=== COMPLETA LO SIGUIENTE ===
(A) Contesta estas preguntas sobre el texto de Albi:
(i) ¿Cuántos kilómetros hay entre Tolosa de Languedoc y Albi?
(ii) ¿Qué río cruza la ciudad?
(iii) ¿De qué material está hecha la catedral?
(B) Resume en dos frases el texto sobre Albi.
(C) Prosigue el texto sobre Albi a partir de su última frase.

VIAJES
ALBI, LA CIUDAD ROJA
Algo
más de cincuenta kilómetros separan Tolosa de Languedoc de Albi, villa de algo
más de cincuenta mil almas. La ciudad de los cátaros, hombres puros, cruzada
por el río Tarn, que ha dejado un islote de sedimentos más allá de sus dos
puentes, uno de ellos el más antiguo de Francia, se arracima alrededor de su
imponente catedral fortaleza edificada en lo alto de una colina.
Lo
primero que asombra al visitante, ante ese monumento de ladrillo, como toda la
edificación de Albi, tan lejana a las canteras pirenaicas como próxima a las
arcillas del rio Tarn que sirvieron para construir toda la ciudad, es su altura
desproporcionada. La catedral de Albi, que más bien parece una fortaleza
inexpugnable con robustos torreones, se acerca al cielo, como los castillos de
los heréticos cátaros, aquellos hombres y mujeres que buscaron la pureza a
través de la abstinencia carnal, negaban la existencia de Cristo y fueron
pasados a cuchillo y quemados por los católicos ortodoxos.

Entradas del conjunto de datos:
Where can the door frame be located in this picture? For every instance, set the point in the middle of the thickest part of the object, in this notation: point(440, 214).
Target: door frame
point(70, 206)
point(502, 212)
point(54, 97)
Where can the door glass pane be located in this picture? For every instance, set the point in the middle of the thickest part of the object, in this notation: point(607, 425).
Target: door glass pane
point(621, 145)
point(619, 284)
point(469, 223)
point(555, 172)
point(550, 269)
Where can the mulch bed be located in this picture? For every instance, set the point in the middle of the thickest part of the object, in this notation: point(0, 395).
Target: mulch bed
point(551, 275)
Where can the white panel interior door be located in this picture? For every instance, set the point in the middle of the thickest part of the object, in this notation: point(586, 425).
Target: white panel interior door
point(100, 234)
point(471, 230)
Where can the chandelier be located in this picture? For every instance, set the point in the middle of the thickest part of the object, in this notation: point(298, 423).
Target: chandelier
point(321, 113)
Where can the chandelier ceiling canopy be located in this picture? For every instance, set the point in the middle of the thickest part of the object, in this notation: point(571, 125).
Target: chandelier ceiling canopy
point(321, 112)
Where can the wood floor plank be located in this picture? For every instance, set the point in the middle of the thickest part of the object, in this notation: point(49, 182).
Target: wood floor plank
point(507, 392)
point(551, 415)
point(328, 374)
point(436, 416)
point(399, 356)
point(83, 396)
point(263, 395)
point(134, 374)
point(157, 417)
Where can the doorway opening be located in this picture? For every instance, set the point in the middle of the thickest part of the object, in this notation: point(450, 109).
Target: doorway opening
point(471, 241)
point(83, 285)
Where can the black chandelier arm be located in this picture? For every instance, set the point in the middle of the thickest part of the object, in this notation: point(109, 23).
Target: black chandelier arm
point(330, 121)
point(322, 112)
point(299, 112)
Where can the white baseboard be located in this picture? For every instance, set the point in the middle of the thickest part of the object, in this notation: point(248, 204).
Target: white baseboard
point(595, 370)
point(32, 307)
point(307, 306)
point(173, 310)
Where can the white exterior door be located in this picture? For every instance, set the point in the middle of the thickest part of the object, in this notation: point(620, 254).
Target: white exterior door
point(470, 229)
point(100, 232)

=== TAREAS RESUELTAS ===
(A)
(i) Algo más de cincuenta kilómetros.
(ii) El río Tarn.
(iii) De ladrillo.

(B) Albi, ciudad de algo más de cincuenta mil almas a algo más de cincuenta kilómetros de Tolosa de Languedoc, está cruzada por el río Tarn y se agrupa alrededor de una catedral fortaleza levantada en lo alto de una colina. Esa catedral, de ladrillo como toda la ciudad, asombra por su altura desproporcionada y se acerca al cielo como los castillos de los cátaros, que fueron pasados a cuchillo y quemados por los católicos ortodoxos.

(C)
Dos
siglos tardaron en construir el mayor edificio de ladrillo del mundo. La
primera piedra, o mejor dicho, el primer ladrillo, se colocó en 1282, en pleno
apogeo del románico, y el último en 1480, durante el esplendor del gótico. La
catedral, bien visible, ocupa el centro de una enorme plaza desde cuyos
laterales puede contemplarse en toda su grandiosidad como si se tratara del
zócalo mexicano. Su campanario culmina una imponente torre defensiva de 78
metros de altura desde la que se domina toda la región a vista de águila, como
los castillos de los cátaros que buscaban cumbres inexpugnables.
La
austeridad militar de todo el exterior del templo dedicado a Santa Cecilia, con
ventanas gigantescas situadas a una altura anormal, contrasta con el acabado de
gótico flamígero de su baldaquín de la puerta de entrada, tallado en piedra
blanca, y de las esculturas que enmarcan su pórtico.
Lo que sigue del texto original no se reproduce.